| What you should do |
In the material below, copy every line from the one containing "If you could locate the yellow" up to and including the one containing "If you could locate the elderly", requests included. Increase each coordinate in the point answers by 61.
::: Input data
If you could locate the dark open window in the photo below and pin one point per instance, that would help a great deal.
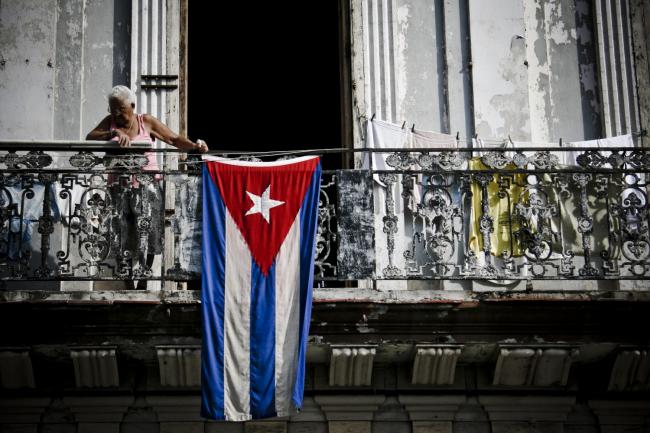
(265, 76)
::::::
::: Input data
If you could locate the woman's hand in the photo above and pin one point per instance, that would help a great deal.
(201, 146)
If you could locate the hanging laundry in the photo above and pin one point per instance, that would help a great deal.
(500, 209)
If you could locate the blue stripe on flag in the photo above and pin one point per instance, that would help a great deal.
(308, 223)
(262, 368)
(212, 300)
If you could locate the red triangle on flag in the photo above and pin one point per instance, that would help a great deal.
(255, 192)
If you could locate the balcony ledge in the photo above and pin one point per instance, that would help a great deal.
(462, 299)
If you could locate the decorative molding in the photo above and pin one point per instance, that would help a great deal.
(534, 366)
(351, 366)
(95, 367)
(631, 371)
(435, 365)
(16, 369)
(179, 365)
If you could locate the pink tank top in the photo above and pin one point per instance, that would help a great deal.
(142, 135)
::::::
::: Input data
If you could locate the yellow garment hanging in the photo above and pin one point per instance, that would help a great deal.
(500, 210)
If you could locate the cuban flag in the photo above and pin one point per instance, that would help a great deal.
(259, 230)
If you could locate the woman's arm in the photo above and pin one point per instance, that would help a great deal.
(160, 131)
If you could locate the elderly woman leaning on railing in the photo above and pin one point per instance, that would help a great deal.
::::::
| Task result |
If you could locate the yellow garment hanging in the photo above and pin one point per instance, that would help a great deal.
(561, 271)
If you could locate the cuban flag in the photo above and pin one point per instance, that would help a great deal.
(320, 291)
If you could locate the woman's arm in the photo above and pin one point per instance, that would help a great deal.
(221, 192)
If you could locate the elderly woman leaning on railing in the photo above and pin one point per instance, that would help a great deal.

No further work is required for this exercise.